_AIM OF THE EXERCISE_
Return the material exactly as supplied, apart from the pictures, which are omitted.

_AVAILABLE DATA_

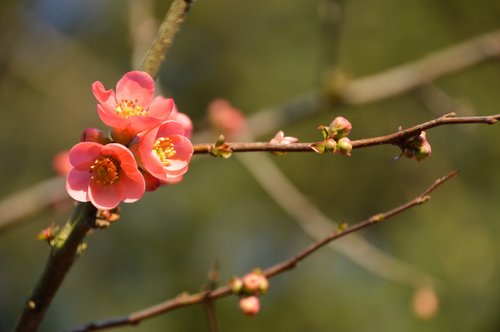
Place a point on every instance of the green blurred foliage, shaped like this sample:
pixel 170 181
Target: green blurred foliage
pixel 257 54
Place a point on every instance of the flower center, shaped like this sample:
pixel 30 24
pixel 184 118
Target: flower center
pixel 105 170
pixel 130 108
pixel 164 150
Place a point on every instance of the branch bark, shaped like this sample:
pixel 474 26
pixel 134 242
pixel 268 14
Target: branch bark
pixel 185 299
pixel 396 138
pixel 63 254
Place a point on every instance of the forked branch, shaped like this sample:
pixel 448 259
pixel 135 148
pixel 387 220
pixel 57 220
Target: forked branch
pixel 185 299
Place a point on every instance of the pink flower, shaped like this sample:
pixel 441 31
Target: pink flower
pixel 104 175
pixel 165 151
pixel 132 108
pixel 223 116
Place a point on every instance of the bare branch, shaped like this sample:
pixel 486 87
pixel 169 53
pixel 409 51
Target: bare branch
pixel 165 36
pixel 185 299
pixel 395 138
pixel 62 256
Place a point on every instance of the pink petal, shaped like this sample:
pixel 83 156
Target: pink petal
pixel 142 123
pixel 110 118
pixel 77 184
pixel 103 96
pixel 132 186
pixel 104 197
pixel 136 85
pixel 83 154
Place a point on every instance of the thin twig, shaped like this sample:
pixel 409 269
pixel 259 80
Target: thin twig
pixel 395 138
pixel 316 224
pixel 63 254
pixel 362 90
pixel 165 36
pixel 209 306
pixel 185 299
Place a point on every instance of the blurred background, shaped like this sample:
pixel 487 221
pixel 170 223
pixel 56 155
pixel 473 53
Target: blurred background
pixel 259 54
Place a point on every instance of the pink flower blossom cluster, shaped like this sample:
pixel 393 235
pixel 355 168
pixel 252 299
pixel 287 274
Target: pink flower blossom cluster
pixel 149 145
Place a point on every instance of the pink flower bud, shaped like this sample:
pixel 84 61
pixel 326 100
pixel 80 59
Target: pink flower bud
pixel 250 305
pixel 280 138
pixel 255 282
pixel 340 127
pixel 236 285
pixel 48 234
pixel 423 151
pixel 344 146
pixel 328 145
pixel 94 135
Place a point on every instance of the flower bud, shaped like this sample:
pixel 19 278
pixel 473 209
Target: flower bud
pixel 423 151
pixel 250 305
pixel 94 135
pixel 236 285
pixel 344 146
pixel 340 127
pixel 328 145
pixel 280 138
pixel 255 282
pixel 48 234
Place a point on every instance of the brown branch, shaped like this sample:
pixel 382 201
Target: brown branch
pixel 396 138
pixel 165 36
pixel 185 299
pixel 62 256
pixel 362 90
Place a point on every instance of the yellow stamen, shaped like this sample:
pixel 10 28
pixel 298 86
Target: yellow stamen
pixel 164 150
pixel 105 170
pixel 130 108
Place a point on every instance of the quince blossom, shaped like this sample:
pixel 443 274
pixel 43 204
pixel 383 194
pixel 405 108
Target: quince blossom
pixel 133 107
pixel 164 151
pixel 104 175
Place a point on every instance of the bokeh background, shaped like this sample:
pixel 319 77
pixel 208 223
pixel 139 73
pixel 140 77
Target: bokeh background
pixel 257 54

_CORRECT RESPONSE_
Place a point on every instance of the green blurred foliage, shaped like this sample:
pixel 170 181
Target: green blurred foliage
pixel 257 54
Place a point on every instance of the flower center, shaped like this sample:
pixel 30 24
pixel 184 118
Target: flower center
pixel 105 170
pixel 130 108
pixel 164 150
Place a point on every instance of the branch bark, shaped like this sample:
pixel 474 26
pixel 134 242
pixel 268 14
Target: branch bark
pixel 185 299
pixel 396 138
pixel 63 254
Place a point on every instance of the forked branch, shaped like this sample:
pixel 448 259
pixel 135 148
pixel 387 220
pixel 57 220
Target: forked branch
pixel 185 299
Place a point on every instance of the pink flower, shaped like this sample:
pixel 441 31
Target: pink flower
pixel 104 175
pixel 165 151
pixel 132 108
pixel 223 116
Place a point on every instance of the bare branch, shaped like this sample:
pixel 486 87
pixel 169 53
pixel 409 51
Target: bare branch
pixel 165 36
pixel 185 299
pixel 395 138
pixel 62 256
Place a point on every instance of the pink petal, shaped like this sample:
pixel 83 156
Target: pink petal
pixel 142 123
pixel 110 118
pixel 77 184
pixel 103 96
pixel 132 186
pixel 104 197
pixel 136 85
pixel 83 154
Place a point on every instance of the thin twig, shaped like this sample:
pixel 409 269
pixel 259 80
Target: thin twig
pixel 395 138
pixel 316 224
pixel 63 254
pixel 362 90
pixel 165 36
pixel 209 306
pixel 185 299
Place a point on every instance of the blurred background, shaped like this sample:
pixel 487 221
pixel 170 223
pixel 56 155
pixel 473 53
Target: blurred background
pixel 259 54
Place a point on every instance of the pink flower blossom cluster, shaped like this sample:
pixel 393 235
pixel 355 168
pixel 252 299
pixel 287 274
Target: pink flower blossom cluster
pixel 149 145
Place a point on every instance of the pink flower bud, shaped like this sample:
pixel 84 61
pixel 326 100
pixel 80 59
Target: pink flower bud
pixel 250 305
pixel 280 138
pixel 255 282
pixel 340 127
pixel 236 285
pixel 48 234
pixel 423 151
pixel 344 146
pixel 328 145
pixel 94 135
Place a point on every instance of the flower bud, shaped like this sample:
pixel 19 278
pixel 473 209
Target: flower bud
pixel 423 151
pixel 250 305
pixel 94 135
pixel 236 285
pixel 344 146
pixel 340 127
pixel 328 145
pixel 280 138
pixel 255 282
pixel 48 234
Place a point on every instance of the brown branch, shaped like this sample:
pixel 382 201
Target: brown branch
pixel 396 138
pixel 165 36
pixel 185 299
pixel 62 256
pixel 362 90
Place a point on every instance of the yellow stamen, shaped like this sample:
pixel 10 28
pixel 298 86
Target: yellow stamen
pixel 164 150
pixel 105 170
pixel 130 108
Place a point on every instance of the quince blossom, shaped like this sample:
pixel 443 274
pixel 43 204
pixel 383 194
pixel 405 108
Target: quince blossom
pixel 133 107
pixel 164 151
pixel 104 175
Place a point on every instance of the bokeh background, shaped like this sample:
pixel 319 77
pixel 208 223
pixel 139 73
pixel 140 77
Target: bokeh background
pixel 257 54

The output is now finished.